* **Given request**: Reproduce the rows from the line with "Objective — one dot per instance of the grass" to the line with "[[953, 172]]", swapping "thickest part" for "widest part" and leaving everything else unchanged.

* **Data lines**:

_____

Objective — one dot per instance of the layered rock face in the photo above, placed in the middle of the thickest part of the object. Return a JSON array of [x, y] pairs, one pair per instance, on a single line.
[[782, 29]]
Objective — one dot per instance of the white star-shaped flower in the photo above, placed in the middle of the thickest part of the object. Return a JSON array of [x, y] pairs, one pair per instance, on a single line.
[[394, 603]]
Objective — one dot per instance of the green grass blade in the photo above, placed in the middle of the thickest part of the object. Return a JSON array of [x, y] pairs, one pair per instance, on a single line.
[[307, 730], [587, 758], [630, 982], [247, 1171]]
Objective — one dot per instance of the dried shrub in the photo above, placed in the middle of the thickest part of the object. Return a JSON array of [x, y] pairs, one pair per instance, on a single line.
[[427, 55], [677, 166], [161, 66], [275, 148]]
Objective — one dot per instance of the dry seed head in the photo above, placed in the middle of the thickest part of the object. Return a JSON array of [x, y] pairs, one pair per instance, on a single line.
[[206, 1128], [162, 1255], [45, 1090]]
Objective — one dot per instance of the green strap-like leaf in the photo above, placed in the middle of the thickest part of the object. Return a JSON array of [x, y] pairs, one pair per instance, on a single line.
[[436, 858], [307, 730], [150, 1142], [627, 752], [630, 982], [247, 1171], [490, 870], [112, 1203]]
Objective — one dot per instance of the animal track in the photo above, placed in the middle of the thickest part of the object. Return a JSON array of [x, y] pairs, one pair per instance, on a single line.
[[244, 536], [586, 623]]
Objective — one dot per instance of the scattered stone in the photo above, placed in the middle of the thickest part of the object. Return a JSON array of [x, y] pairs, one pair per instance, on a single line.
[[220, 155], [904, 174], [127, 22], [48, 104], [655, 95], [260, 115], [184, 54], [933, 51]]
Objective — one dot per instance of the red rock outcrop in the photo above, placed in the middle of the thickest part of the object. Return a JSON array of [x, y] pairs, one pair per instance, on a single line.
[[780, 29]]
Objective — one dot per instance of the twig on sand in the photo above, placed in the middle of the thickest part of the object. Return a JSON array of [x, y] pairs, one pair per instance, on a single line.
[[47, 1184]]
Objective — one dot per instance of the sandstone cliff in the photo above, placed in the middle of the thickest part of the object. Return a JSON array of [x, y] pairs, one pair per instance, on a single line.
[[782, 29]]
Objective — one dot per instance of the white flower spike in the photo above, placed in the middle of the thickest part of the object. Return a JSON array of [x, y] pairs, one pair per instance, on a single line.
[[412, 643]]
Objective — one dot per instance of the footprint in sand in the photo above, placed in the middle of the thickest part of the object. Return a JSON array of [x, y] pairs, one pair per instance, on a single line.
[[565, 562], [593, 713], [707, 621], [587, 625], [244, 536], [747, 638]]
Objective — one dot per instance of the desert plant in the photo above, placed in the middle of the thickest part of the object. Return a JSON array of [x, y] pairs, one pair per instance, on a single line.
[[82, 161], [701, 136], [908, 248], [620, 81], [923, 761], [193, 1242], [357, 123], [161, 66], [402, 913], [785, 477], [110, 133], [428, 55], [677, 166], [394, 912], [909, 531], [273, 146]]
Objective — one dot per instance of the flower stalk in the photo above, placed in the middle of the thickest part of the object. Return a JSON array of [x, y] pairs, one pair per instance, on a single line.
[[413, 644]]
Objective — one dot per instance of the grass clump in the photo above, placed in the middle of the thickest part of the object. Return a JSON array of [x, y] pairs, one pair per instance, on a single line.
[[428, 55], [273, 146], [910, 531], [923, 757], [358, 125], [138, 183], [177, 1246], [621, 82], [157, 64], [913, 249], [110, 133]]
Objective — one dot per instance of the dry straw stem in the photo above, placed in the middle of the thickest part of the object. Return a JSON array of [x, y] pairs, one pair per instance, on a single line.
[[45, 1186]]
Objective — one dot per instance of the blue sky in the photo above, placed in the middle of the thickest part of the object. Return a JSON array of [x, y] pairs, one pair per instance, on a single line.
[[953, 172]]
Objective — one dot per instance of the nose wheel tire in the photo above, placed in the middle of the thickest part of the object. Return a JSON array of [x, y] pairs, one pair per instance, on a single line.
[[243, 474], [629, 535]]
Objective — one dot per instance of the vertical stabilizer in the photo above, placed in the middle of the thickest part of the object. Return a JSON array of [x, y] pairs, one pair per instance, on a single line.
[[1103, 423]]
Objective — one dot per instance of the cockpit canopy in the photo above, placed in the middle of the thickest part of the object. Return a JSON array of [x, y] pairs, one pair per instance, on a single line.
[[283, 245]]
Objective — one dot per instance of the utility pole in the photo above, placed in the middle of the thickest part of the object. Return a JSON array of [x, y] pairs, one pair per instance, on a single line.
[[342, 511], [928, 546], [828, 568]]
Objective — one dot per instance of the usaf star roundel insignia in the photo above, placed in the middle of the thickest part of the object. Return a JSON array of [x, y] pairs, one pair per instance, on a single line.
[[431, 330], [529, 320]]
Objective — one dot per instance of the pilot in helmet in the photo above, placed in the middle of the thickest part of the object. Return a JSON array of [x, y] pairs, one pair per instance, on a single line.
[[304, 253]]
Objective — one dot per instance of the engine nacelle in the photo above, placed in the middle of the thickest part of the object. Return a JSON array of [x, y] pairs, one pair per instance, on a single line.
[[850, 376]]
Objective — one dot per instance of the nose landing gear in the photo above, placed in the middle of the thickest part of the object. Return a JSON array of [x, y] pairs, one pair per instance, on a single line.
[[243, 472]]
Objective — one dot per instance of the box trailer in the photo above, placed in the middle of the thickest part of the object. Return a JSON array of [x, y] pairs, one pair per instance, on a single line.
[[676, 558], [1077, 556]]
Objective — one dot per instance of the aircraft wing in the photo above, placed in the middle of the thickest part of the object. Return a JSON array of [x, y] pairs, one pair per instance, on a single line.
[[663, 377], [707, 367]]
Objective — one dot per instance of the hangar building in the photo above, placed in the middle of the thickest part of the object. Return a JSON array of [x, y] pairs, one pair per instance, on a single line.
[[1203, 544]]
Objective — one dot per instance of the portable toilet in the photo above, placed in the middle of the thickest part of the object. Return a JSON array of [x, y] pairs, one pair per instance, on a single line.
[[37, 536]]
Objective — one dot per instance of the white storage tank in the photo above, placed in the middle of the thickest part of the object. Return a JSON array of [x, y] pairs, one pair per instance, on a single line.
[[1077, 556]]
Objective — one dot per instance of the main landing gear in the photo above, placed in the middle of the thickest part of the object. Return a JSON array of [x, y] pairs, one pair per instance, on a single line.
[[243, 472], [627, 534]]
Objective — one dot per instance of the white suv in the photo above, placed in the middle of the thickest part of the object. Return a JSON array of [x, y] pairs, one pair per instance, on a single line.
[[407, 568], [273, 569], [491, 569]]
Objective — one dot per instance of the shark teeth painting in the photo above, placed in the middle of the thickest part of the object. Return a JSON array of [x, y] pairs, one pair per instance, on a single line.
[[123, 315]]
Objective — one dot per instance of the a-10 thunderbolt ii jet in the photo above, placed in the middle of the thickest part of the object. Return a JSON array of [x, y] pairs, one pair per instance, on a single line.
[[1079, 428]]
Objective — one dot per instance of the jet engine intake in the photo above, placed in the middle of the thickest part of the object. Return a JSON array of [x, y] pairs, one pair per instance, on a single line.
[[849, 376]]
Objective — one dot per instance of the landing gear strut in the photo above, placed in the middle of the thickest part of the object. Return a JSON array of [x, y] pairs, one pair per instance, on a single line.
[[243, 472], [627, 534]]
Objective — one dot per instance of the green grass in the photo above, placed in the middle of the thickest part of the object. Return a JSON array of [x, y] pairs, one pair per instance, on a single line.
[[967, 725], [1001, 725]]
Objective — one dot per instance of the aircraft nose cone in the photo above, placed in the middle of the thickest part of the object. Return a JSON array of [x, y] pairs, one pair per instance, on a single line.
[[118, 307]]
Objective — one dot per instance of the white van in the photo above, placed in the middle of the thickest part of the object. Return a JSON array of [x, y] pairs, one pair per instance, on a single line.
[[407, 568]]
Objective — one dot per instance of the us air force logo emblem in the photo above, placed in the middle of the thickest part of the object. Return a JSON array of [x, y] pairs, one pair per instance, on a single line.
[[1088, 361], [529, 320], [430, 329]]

_____

* **Solution**:
Objective — one dot per instance of the grass clump in the photo above, placed in the middle of the widest part of the object. Return a JSON array of [x, y] pairs, one pair per instance, on a single line.
[[428, 55], [273, 146], [910, 531], [923, 757], [358, 125], [138, 183], [177, 1246], [621, 82], [157, 64], [913, 249], [110, 133]]
Objective — one dot per instance of the dry straw stem in the photo above, placed in the middle of the widest part of the object. Return a JSON array of [x, y] pairs, one pair per instance, on a single line.
[[45, 1186]]
Objective — one dot per instance of the blue sky in the photo above, placed in the middle of the widest part of the object. Return a JSON array of [x, y] pairs, one pair per instance, on a single line.
[[953, 172]]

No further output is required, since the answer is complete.